- Task to complete: Starting at the line containing "Target: white vinyl fence" and ending at the line containing "Target: blue mosaic pool tile", print every line of the material below exactly, both ends included, and stop there.

- Input data:
[Start of Attachment]
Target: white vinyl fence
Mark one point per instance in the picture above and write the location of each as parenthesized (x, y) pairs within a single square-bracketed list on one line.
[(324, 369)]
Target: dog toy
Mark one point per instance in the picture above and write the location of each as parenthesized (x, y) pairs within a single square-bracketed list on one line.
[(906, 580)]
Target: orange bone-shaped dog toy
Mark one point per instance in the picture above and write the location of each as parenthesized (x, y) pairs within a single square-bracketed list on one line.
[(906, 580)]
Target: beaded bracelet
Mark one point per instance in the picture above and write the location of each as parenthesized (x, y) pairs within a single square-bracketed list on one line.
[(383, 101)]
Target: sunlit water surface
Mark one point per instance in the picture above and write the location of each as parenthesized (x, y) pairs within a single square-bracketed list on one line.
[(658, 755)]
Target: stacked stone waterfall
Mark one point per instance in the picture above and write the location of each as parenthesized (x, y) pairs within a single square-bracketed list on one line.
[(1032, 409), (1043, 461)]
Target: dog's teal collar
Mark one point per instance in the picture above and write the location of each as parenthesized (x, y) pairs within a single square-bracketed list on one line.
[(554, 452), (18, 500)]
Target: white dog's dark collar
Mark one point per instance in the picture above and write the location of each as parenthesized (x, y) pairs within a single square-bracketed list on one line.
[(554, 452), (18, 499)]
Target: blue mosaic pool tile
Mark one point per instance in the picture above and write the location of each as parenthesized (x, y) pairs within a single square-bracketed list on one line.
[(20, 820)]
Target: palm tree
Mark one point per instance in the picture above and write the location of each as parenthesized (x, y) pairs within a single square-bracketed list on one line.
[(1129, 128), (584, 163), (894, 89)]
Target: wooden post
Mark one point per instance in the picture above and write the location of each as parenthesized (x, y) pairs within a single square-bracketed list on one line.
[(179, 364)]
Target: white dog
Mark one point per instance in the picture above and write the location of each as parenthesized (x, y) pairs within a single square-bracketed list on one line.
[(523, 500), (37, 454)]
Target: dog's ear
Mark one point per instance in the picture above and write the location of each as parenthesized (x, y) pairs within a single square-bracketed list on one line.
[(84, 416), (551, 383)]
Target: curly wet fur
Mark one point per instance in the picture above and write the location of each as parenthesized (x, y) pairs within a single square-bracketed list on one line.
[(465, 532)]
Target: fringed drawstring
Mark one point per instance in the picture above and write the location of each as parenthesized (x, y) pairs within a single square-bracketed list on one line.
[End of Attachment]
[Start of Attachment]
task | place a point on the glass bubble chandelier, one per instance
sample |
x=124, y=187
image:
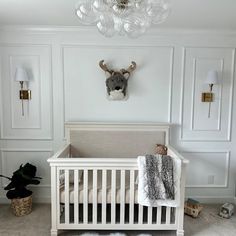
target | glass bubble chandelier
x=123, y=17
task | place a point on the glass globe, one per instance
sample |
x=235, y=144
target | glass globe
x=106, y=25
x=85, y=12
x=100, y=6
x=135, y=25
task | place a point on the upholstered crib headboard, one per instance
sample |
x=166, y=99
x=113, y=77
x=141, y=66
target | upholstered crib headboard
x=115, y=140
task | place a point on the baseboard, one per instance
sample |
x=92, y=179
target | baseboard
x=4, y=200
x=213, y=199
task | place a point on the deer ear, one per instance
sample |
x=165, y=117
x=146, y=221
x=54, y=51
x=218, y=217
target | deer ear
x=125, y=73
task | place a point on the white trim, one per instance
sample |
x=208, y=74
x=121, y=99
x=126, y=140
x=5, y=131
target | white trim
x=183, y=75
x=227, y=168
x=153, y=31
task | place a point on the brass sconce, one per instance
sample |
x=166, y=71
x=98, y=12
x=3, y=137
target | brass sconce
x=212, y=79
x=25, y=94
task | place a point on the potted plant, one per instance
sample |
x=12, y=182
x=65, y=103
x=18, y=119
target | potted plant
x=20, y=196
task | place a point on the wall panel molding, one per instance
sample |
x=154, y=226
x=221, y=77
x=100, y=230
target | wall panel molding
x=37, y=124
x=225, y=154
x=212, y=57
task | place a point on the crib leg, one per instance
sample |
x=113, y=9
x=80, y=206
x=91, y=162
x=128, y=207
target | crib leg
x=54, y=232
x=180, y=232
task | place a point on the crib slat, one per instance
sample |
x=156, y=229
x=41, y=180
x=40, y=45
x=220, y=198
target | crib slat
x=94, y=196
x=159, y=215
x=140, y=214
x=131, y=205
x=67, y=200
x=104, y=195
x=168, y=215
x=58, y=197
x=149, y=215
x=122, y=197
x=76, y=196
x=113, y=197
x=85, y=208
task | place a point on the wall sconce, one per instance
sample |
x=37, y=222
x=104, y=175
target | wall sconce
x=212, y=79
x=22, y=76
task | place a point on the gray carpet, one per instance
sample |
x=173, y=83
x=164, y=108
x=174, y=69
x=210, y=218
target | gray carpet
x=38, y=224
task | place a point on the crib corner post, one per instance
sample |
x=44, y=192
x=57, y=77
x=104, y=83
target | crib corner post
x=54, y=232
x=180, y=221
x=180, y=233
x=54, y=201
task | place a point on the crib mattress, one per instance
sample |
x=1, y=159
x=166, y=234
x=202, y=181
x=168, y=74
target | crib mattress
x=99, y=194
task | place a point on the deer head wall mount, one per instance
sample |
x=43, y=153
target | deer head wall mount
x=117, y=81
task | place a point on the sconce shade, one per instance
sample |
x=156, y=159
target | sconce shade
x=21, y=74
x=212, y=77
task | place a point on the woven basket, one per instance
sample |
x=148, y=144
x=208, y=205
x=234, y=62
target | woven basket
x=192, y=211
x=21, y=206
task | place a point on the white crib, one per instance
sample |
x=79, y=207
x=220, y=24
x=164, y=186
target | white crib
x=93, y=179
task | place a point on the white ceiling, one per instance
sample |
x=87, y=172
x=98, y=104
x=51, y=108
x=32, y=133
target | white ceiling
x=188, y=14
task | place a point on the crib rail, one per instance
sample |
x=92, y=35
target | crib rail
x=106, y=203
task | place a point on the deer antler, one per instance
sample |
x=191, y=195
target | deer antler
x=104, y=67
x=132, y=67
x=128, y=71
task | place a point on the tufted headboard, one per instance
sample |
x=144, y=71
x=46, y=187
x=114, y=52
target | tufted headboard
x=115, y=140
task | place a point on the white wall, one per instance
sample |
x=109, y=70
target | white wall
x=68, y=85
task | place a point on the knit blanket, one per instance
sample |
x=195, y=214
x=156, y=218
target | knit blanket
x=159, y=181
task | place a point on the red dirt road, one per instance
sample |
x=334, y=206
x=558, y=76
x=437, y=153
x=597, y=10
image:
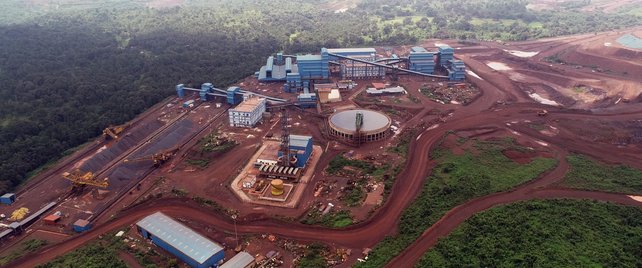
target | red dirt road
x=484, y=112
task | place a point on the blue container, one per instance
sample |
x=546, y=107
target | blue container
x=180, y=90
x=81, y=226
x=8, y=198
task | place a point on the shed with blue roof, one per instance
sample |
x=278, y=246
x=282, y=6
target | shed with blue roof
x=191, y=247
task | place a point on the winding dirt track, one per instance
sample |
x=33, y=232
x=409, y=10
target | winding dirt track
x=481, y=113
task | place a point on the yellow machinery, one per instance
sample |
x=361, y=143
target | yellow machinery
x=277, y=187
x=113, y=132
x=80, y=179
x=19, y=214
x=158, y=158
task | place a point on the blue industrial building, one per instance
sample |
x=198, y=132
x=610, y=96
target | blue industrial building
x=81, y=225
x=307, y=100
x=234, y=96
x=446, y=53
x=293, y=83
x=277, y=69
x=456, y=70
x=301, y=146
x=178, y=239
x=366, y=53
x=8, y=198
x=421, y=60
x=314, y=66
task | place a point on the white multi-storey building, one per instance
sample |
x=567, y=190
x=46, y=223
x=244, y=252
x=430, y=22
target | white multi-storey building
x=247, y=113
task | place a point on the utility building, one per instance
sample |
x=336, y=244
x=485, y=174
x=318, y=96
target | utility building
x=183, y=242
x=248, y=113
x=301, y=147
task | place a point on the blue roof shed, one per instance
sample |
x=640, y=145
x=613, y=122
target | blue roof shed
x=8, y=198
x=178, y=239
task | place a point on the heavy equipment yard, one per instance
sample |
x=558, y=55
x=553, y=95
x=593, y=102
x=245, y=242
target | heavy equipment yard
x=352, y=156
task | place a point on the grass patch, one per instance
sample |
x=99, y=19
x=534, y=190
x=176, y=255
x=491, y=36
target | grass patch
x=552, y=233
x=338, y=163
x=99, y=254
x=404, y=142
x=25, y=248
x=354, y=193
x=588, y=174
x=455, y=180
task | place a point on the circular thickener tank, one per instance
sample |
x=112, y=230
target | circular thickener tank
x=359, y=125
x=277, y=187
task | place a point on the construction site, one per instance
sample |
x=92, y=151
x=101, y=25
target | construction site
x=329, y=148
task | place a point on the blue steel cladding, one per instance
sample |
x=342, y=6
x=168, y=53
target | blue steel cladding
[End of Attachment]
- Result of this task:
Target: white vinyl fence
Mark one point per instance in the picture above and write the location of each as parenthesized (x, y) pairs within a single square-bracketed list on one line.
[(324, 369)]
Target: dog toy
Mark one point per instance in the picture above and write the location of each as parenthesized (x, y) pairs within a single square-bracketed list on one line.
[(906, 580)]
Target: orange bone-shaped dog toy
Mark one point per instance in the picture above and write the location of each as parenthesized (x, y) pairs within a single square-bracketed list on one line.
[(906, 580)]
Target: beaded bracelet
Mark one point per instance in the picture above and write the location of each as parenthesized (x, y) pairs within a single square-bracketed list on one line.
[(383, 101)]
Target: sunlit water surface
Mark one point per instance in the picture above and write the location of each as parenthesized (x, y) pairs within a single square-bracketed list on one line.
[(658, 755)]
Target: stacked stone waterfall
Mark one point per instance in the picture above and write the location of each as parenthesized (x, y) pairs within a single square-bracketed list on one line.
[(1032, 409), (1043, 461)]
Target: dog's teal collar
Mark one point per instance in the picture above and write the location of each as parenthesized (x, y) pairs within a single square-bracketed list on one line.
[(554, 452), (18, 500)]
Target: white dog's dark collar
Mark one point per instance in the picture above and write the location of each as parenthesized (x, y) pairs within a single square-bracketed list on one line.
[(554, 452), (18, 499)]
Target: blue mosaic pool tile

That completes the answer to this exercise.